### What you should do
Go through the data and copy each line where the string "canopy" appears.

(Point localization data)
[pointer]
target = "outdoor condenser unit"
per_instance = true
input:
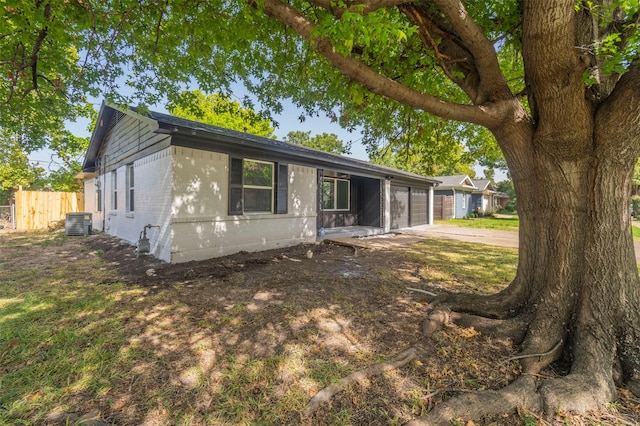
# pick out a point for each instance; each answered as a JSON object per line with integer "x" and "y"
{"x": 77, "y": 224}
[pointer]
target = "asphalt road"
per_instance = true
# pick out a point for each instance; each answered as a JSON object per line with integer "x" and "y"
{"x": 482, "y": 236}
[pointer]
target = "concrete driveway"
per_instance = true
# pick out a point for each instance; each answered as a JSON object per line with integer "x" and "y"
{"x": 460, "y": 233}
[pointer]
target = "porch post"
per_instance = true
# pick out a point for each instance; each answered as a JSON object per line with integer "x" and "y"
{"x": 430, "y": 210}
{"x": 387, "y": 205}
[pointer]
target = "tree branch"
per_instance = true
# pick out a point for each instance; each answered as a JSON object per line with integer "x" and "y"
{"x": 363, "y": 7}
{"x": 492, "y": 82}
{"x": 375, "y": 82}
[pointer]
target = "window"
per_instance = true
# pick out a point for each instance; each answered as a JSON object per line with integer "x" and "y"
{"x": 98, "y": 203}
{"x": 253, "y": 184}
{"x": 114, "y": 190}
{"x": 335, "y": 194}
{"x": 130, "y": 188}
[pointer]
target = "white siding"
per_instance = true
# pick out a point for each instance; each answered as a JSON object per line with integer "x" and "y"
{"x": 152, "y": 203}
{"x": 201, "y": 226}
{"x": 91, "y": 202}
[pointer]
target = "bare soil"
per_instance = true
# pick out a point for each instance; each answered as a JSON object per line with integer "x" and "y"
{"x": 340, "y": 307}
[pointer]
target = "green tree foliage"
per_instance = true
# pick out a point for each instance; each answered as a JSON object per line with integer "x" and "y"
{"x": 506, "y": 186}
{"x": 219, "y": 110}
{"x": 15, "y": 169}
{"x": 555, "y": 83}
{"x": 328, "y": 142}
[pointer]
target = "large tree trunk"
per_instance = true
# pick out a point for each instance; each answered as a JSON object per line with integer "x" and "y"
{"x": 577, "y": 292}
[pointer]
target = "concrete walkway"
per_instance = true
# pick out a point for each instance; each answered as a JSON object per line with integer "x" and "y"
{"x": 460, "y": 233}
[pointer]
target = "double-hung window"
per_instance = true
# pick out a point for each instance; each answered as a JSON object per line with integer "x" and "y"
{"x": 114, "y": 190}
{"x": 335, "y": 194}
{"x": 130, "y": 188}
{"x": 257, "y": 186}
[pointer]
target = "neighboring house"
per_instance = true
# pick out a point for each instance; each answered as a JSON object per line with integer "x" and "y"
{"x": 486, "y": 198}
{"x": 213, "y": 191}
{"x": 453, "y": 197}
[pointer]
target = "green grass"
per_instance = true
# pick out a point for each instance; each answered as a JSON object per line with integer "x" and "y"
{"x": 465, "y": 266}
{"x": 509, "y": 224}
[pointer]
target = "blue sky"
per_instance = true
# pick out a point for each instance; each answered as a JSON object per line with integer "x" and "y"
{"x": 288, "y": 121}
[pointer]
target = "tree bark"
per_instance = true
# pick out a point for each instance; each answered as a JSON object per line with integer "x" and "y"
{"x": 571, "y": 157}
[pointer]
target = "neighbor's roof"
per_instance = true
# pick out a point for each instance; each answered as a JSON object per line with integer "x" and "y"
{"x": 213, "y": 136}
{"x": 457, "y": 181}
{"x": 483, "y": 184}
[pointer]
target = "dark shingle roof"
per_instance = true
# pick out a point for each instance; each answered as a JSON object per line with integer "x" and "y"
{"x": 215, "y": 135}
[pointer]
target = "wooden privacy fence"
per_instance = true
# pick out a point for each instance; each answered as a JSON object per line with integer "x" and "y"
{"x": 41, "y": 210}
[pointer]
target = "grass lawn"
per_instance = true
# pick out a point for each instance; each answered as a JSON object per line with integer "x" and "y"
{"x": 88, "y": 336}
{"x": 508, "y": 224}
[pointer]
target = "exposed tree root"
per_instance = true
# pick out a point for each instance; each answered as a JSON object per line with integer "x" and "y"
{"x": 328, "y": 392}
{"x": 578, "y": 393}
{"x": 513, "y": 329}
{"x": 519, "y": 394}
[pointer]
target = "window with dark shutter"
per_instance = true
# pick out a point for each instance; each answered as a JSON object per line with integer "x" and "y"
{"x": 282, "y": 194}
{"x": 235, "y": 186}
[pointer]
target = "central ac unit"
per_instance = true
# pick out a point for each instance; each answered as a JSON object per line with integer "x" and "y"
{"x": 77, "y": 224}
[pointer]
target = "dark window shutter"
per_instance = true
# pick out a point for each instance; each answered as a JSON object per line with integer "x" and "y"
{"x": 235, "y": 186}
{"x": 282, "y": 189}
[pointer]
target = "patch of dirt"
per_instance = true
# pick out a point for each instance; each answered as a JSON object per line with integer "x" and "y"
{"x": 207, "y": 326}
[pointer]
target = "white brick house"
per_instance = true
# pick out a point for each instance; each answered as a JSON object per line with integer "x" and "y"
{"x": 213, "y": 191}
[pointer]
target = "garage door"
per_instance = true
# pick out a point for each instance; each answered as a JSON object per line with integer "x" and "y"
{"x": 419, "y": 200}
{"x": 399, "y": 207}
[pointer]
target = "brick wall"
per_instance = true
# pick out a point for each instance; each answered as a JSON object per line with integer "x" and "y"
{"x": 201, "y": 225}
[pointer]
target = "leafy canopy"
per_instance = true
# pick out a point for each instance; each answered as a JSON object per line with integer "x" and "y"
{"x": 219, "y": 110}
{"x": 55, "y": 53}
{"x": 328, "y": 142}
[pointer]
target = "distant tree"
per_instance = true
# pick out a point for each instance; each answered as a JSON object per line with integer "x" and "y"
{"x": 219, "y": 110}
{"x": 327, "y": 142}
{"x": 429, "y": 146}
{"x": 506, "y": 186}
{"x": 15, "y": 169}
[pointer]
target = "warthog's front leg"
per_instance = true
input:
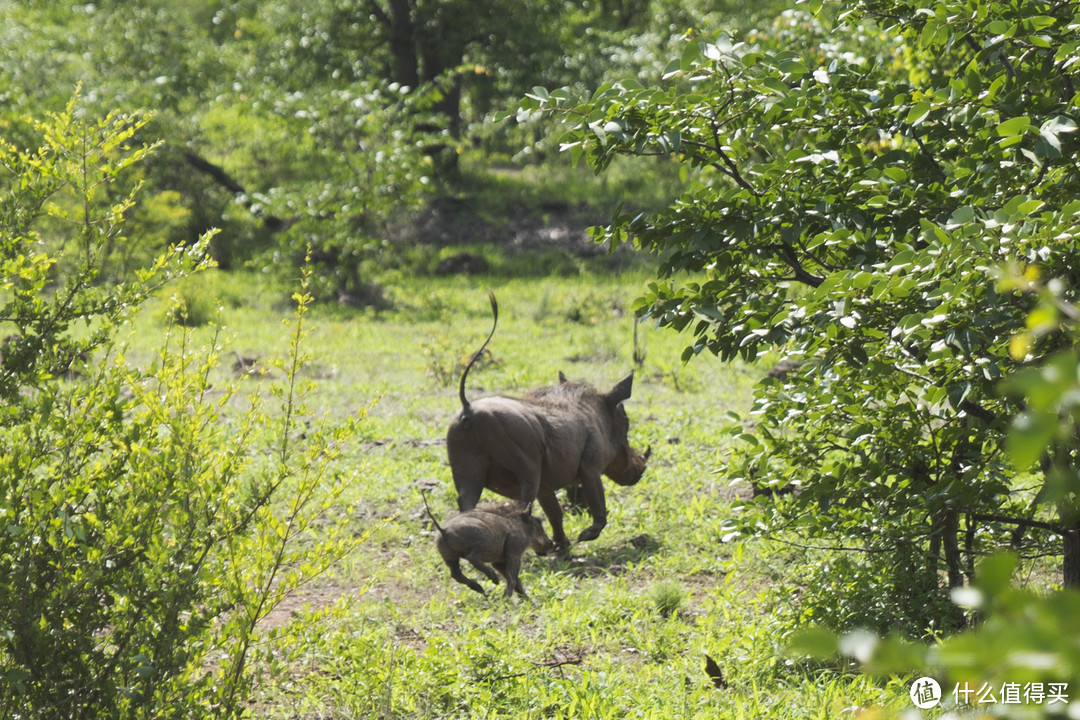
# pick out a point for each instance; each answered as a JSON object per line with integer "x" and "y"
{"x": 460, "y": 576}
{"x": 554, "y": 512}
{"x": 593, "y": 490}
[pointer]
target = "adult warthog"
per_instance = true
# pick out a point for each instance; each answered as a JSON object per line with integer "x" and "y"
{"x": 526, "y": 448}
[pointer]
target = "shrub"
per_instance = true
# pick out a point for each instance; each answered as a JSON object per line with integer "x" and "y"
{"x": 144, "y": 539}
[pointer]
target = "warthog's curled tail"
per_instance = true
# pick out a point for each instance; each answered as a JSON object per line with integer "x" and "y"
{"x": 495, "y": 321}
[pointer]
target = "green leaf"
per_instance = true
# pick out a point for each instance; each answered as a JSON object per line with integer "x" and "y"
{"x": 1013, "y": 126}
{"x": 1028, "y": 437}
{"x": 918, "y": 113}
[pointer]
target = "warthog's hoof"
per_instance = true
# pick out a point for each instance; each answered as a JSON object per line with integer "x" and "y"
{"x": 592, "y": 532}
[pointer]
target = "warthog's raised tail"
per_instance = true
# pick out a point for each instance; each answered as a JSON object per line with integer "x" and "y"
{"x": 495, "y": 321}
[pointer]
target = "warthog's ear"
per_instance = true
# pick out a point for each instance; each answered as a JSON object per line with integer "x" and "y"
{"x": 621, "y": 390}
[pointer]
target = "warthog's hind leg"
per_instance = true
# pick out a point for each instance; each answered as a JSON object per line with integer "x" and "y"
{"x": 460, "y": 576}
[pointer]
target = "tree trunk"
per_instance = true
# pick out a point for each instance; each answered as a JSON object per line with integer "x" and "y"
{"x": 950, "y": 535}
{"x": 1070, "y": 565}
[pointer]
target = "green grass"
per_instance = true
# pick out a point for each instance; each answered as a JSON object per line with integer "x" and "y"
{"x": 621, "y": 627}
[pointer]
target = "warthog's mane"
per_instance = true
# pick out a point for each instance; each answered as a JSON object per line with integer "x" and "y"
{"x": 567, "y": 392}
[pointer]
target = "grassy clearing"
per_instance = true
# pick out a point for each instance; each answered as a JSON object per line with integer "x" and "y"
{"x": 621, "y": 627}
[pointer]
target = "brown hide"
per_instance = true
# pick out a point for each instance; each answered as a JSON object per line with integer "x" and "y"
{"x": 527, "y": 448}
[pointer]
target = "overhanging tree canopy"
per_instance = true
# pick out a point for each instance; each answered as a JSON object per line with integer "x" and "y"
{"x": 867, "y": 173}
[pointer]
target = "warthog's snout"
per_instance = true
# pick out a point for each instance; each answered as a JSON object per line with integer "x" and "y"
{"x": 634, "y": 467}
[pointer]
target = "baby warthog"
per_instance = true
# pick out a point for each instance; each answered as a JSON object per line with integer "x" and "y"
{"x": 498, "y": 534}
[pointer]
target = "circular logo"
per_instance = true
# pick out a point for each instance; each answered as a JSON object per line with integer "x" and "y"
{"x": 926, "y": 693}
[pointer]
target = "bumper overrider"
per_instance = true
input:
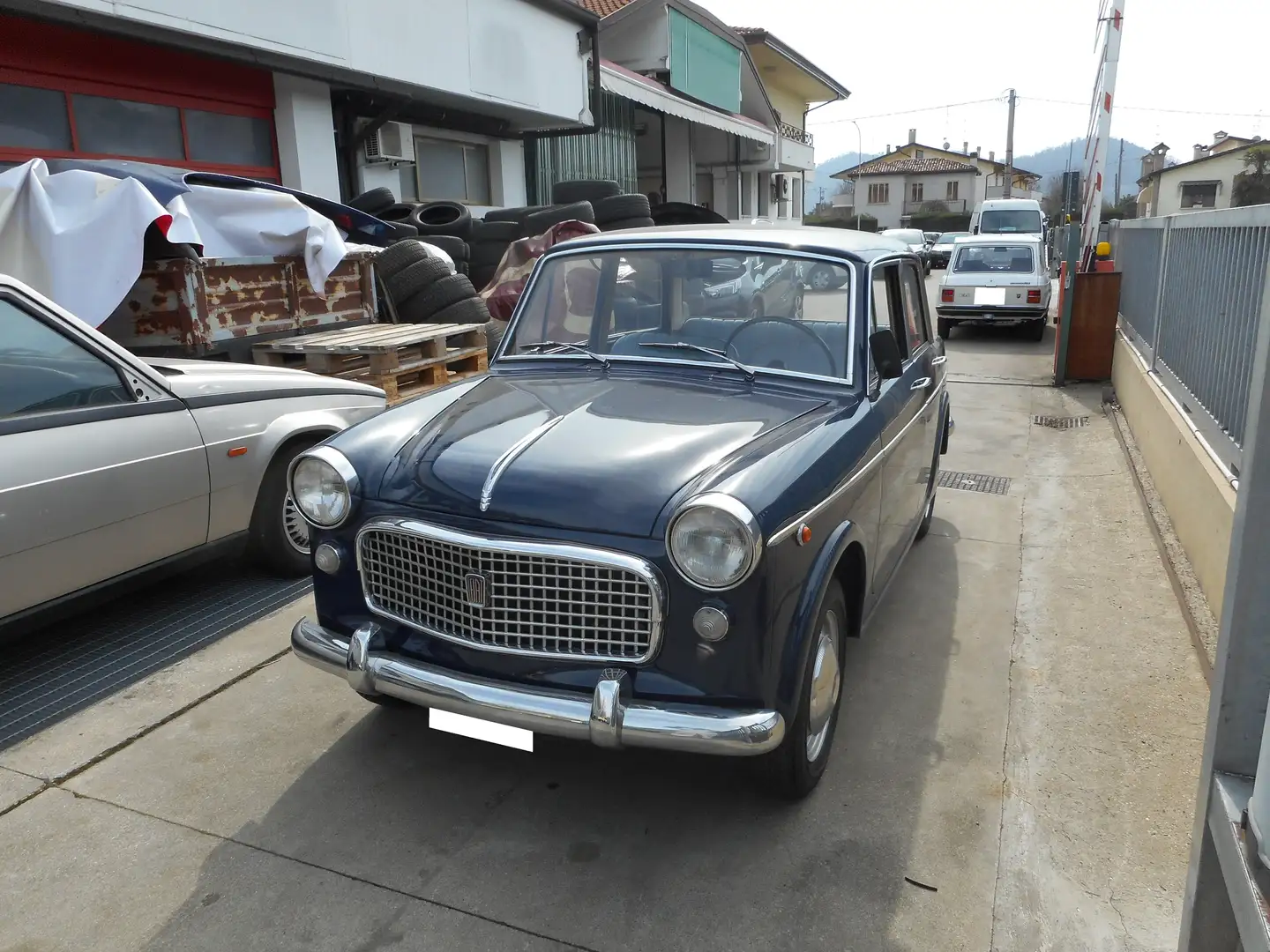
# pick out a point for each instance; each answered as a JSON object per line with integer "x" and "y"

### Result
target = "leafy canopy"
target = "overhanging tree canopy"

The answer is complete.